● WORK TO BE COMPLETED
Transcribe the utility growth discussion from "We have an aging" to "to benefit them.".

● PAGE EXTRACT
────────────────

And I think, Michael, to your question, that kind of drove the nature of the leverage.  We think we’re going to take on $1.5 billion of acquisition debt and we felt that we could handle that type of debt in tranches, shorter term to long term, and still meet that second criteria.  And that kind of — and we use that kind of to say where would we — how much debt could we take on and not meet that criteria, and that’s kind of how we drove it.

 

Michael Lapides:                                                  I want to change tack a little bit actually.  Chuck, when you look across the regulated businesses within FirstEnergy, how do you think about where the growth opportunities, and the growth opportunities exist today clearly on the transmission side, but longer term, how you think those growth opportunities will evolve?  And what’s the right amount of scale necessary to maximize that potential growth?

 

Charles Jones:                                                                  Well obviously today, as you said, we’re looking at transmission primarily, but I try to look at it a little differently than that.  I think we, on the regulated side, are in the business of serving 6 million customers.  And so we’re looking at how do we deploy capital in a way that balances the customer interest along with the growth story.  And for the foreseeable future, I think that’s transmission.

 

We have an aging transmission system, 24,000 line miles that we have today.  Much of the equipment’s 40, 50, 60, even 70 years old, and we’re seeing reliability forces happen within PJM where last fall we had to interrupt some customers in order to keep the grid stable.  So deploying capital to benefit customers, and at the same time generate growth, is the way we try to look at it.

 

Now we’ve obviously filed obviously for some distribution rate cases in all four of our utilities in Pennsylvania.  I think that positions us going forward to look at the same types of strategies because the distribution system is aging also.

 

But if I think if you keep it kind of customer centric in the decisions that your making, I have no problem looking at any one of my customers and explaining why I’m spending $1.3 billion on transmission this year and how it’s going to benefit them.

 

2



 

Michael Lapides:                                                  New Mexico.  Are growth opportunities limited when the utility holding company is in only one or fewer — one or two jurisdictions, I guess it can’t be fewer — one or two jurisdictions versus when it’s a portfolio of companies and the holding company can allocate based on individual state or region growth opportunities?  How do utilities that serve only one or two areas ensure that there’s a consistent flow of growth opportunities?

 

Patricia Collawn:                                                   I think it’s very specific to the states that you’re in.  And so for example we’re in two states; we’re in New Mexico and Texas.  Texas is growing like wildflowers.  We always say we don’t know what they’re doing there, but they’re doing a great job of it.  So there are plenty of opportunities there for growth in both distribution and transmission.

 

In New Mexico we’re in a wonderful situation because — we’re one of the few people that probably says we’re in a great situation because of the federal regulations on Regional Haze and 111(d).  So there’s a lot of opportunity there for fleet modernization and turning our fleet into a lower carbon fleet.  So when we look out for the next five years, we have a robust capital program in terms of changing our fleet.

────────────────

[Photo object pointing items]
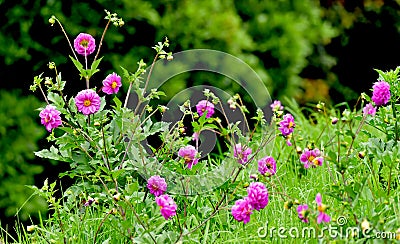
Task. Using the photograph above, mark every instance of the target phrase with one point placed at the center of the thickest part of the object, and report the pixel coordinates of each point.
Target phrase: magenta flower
(196, 136)
(286, 125)
(276, 106)
(50, 118)
(322, 216)
(84, 44)
(204, 106)
(242, 210)
(302, 211)
(87, 102)
(369, 109)
(240, 154)
(267, 165)
(311, 158)
(380, 93)
(111, 83)
(188, 153)
(167, 206)
(156, 185)
(257, 195)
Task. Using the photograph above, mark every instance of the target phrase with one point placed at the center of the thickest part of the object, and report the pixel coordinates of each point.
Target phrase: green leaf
(52, 154)
(93, 68)
(56, 99)
(78, 65)
(118, 103)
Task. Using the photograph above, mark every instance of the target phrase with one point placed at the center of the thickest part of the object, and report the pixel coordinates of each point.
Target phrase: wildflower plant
(175, 190)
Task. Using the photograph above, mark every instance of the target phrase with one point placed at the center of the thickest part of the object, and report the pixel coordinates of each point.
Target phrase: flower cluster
(158, 187)
(380, 93)
(257, 199)
(286, 125)
(322, 216)
(276, 106)
(111, 84)
(189, 153)
(267, 166)
(311, 158)
(167, 206)
(241, 153)
(50, 117)
(84, 44)
(304, 212)
(87, 101)
(205, 107)
(369, 109)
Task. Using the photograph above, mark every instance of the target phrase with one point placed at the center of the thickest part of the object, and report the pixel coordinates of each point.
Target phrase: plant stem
(101, 224)
(396, 130)
(101, 40)
(66, 36)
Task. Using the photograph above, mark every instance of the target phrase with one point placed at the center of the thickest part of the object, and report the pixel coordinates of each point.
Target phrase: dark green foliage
(19, 133)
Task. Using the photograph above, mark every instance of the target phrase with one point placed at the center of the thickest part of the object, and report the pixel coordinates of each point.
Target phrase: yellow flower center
(87, 103)
(322, 207)
(84, 43)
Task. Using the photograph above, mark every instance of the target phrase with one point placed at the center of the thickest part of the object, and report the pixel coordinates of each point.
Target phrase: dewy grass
(339, 164)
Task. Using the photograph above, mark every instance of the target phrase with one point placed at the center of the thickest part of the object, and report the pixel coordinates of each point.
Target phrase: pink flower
(50, 118)
(242, 210)
(204, 106)
(276, 106)
(196, 136)
(369, 109)
(241, 155)
(267, 165)
(156, 185)
(257, 195)
(111, 83)
(84, 44)
(302, 211)
(167, 206)
(87, 102)
(286, 126)
(311, 158)
(322, 216)
(188, 153)
(380, 93)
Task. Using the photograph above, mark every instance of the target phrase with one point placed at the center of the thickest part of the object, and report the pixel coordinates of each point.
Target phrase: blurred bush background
(310, 50)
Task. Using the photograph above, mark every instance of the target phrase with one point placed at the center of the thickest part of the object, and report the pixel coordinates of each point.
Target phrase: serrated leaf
(52, 154)
(78, 65)
(56, 99)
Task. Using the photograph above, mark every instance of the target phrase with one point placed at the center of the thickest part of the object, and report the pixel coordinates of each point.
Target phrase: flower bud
(51, 65)
(288, 205)
(117, 197)
(30, 228)
(52, 20)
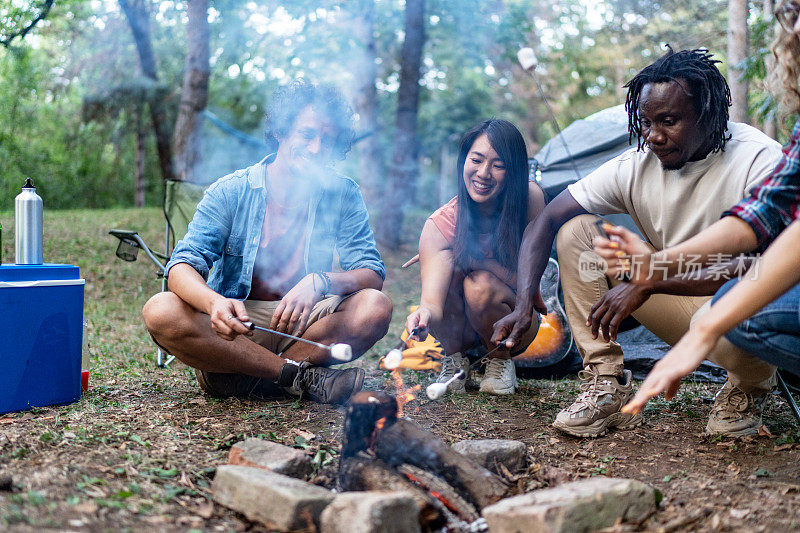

────────────────

● IN RESPONSE
We have an aging transmission system, 24,000 line miles that we have today.  Much of the equipment’s 40, 50, 60, even 70 years old, and we’re seeing reliability forces happen within PJM where last fall we had to interrupt some customers in order to keep the grid stable.  So deploying capital to benefit customers, and at the same time generate growth, is the way we try to look at it.

 

Now we’ve obviously filed obviously for some distribution rate cases in all four of our utilities in Pennsylvania.  I think that positions us going forward to look at the same types of strategies because the distribution system is aging also.

 

But if I think if you keep it kind of customer centric in the decisions that your making, I have no problem looking at any one of my customers and explaining why I’m spending $1.3 billion on transmission this year and how it’s going to benefit them.